**Exercise material**
================
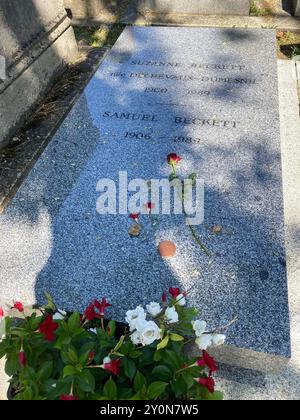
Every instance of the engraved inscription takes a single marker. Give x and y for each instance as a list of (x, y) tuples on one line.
[(205, 122), (130, 116)]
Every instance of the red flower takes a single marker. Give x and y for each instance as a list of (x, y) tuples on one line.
[(90, 312), (68, 398), (173, 159), (174, 292), (101, 306), (208, 361), (150, 206), (96, 309), (114, 366), (48, 327), (22, 358), (91, 357), (208, 383), (134, 216), (19, 306)]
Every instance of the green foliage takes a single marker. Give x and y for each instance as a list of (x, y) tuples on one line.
[(73, 364)]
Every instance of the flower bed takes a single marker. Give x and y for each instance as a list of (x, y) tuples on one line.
[(52, 355)]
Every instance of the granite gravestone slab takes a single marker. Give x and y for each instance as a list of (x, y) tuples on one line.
[(209, 95), (203, 7)]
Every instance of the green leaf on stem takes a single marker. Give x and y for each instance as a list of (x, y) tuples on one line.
[(110, 389), (156, 389), (139, 382), (163, 343)]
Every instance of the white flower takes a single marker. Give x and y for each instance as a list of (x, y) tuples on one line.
[(133, 316), (218, 339), (106, 360), (154, 309), (148, 332), (199, 328), (135, 338), (60, 315), (180, 300), (172, 315), (204, 341)]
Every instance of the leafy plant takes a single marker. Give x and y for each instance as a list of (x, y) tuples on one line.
[(51, 354)]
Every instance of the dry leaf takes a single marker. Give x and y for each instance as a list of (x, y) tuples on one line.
[(217, 229), (135, 230)]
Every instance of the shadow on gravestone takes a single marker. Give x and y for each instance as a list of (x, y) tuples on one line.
[(81, 268)]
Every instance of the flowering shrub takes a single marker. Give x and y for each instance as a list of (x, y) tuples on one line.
[(52, 354)]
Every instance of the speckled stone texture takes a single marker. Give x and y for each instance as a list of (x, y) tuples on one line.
[(53, 239)]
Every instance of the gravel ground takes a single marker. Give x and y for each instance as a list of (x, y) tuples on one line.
[(248, 385)]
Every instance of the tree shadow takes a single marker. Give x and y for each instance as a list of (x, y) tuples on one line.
[(93, 256)]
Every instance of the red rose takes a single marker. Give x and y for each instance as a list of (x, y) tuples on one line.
[(90, 312), (208, 383), (173, 159), (101, 306), (208, 361), (19, 306), (22, 358), (48, 327), (68, 398), (174, 292), (91, 357), (96, 309), (114, 366), (150, 206), (134, 216)]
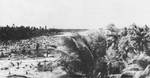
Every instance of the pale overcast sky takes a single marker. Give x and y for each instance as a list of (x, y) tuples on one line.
[(74, 13)]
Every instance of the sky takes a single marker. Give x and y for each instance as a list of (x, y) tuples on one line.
[(74, 13)]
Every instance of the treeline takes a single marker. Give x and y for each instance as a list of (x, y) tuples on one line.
[(24, 32)]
================
**Short task**
Go through the entries above and print each one exactly, minus the pictures.

**Result of this task**
Every instance of the engraved inscription takes a single marker. Give x and y for each instance as a list of (x, y) tuples on one line.
[(205, 122), (130, 116)]
Every instance of the red flower takes a single marker. Give x and y for each instance as a list of (x, y) tuples on one line.
[(90, 312), (68, 398), (173, 159), (174, 292), (101, 306), (208, 361), (150, 206), (96, 309), (114, 366), (48, 327), (22, 358), (91, 357), (208, 383), (134, 216), (19, 306)]
Every instance of the green foliage takes a single marker. Give x and y for each instance as a list of (x, y) tuples on one line.
[(73, 364)]
Every instance of the flower bed takes a single marker. Give x and y for each instance as a list of (x, y) tuples on one line.
[(52, 355)]
Every instance of the granite gravestone slab takes a single marker. Give x and y for each instance as a list of (x, y) tuples on one line.
[(209, 95), (203, 7)]
Every instance of the green leaf on stem takes a single marker. Give x and y for each instance as a list of (x, y) tuples on one line.
[(110, 389), (156, 389), (139, 382), (163, 343)]
Every instance of the white flower takes a single marker. Give x and y for each instance as a list of (x, y) tuples on one line.
[(133, 316), (218, 339), (106, 360), (154, 309), (148, 332), (199, 328), (135, 338), (60, 315), (180, 300), (172, 315), (204, 341)]
Every instance of the leafy plant takes a single marker. Give x and y for each instance as a list of (x, y) tuples on one line.
[(51, 354)]
Every instance of the dry leaf takes a single marker. Give x and y for each instance as a list of (x, y) tuples on one line.
[(217, 229), (135, 230)]
Every instance of the shadow on gravestone takes a single marker. Give x and y for each instance as a list of (x, y) tuples on one line.
[(81, 268)]
Every instance of the flowering shrub takes a single marker. Give x and y for each instance as a list of (x, y) tuples on one line.
[(52, 354)]
Every instance of the speckled stone texture takes a single marker. Give x and y for each instance as a list of (x, y) tuples on one line.
[(53, 239)]
Every instance of the gravel ground takes a single marker. Give x and y for each instance as a list of (x, y) tuples on one line.
[(248, 385)]
Every instance of the tree shadow takes a single marker. Give x and y for each instance as a list of (x, y) tuples on one line.
[(93, 256)]
Every instance of the red rose takes a single marker. Give x and y for each instance as a list of (x, y) tuples on one line.
[(90, 312), (208, 383), (173, 159), (101, 306), (208, 361), (19, 306), (22, 358), (48, 327), (68, 398), (174, 292), (91, 357), (96, 309), (114, 366), (150, 206), (134, 216)]
Every instance of the pale overcast sky takes a single marker. Give x and y for each instance as a list of (x, y) tuples on one line.
[(74, 13)]
Every instance of the sky takes a single marker. Give x and y for each instance as a list of (x, y) tuples on one line.
[(74, 13)]
Every instance of the treeline takes a single marker. Give x and y for each instance as a list of (x, y) tuples on one line.
[(24, 32)]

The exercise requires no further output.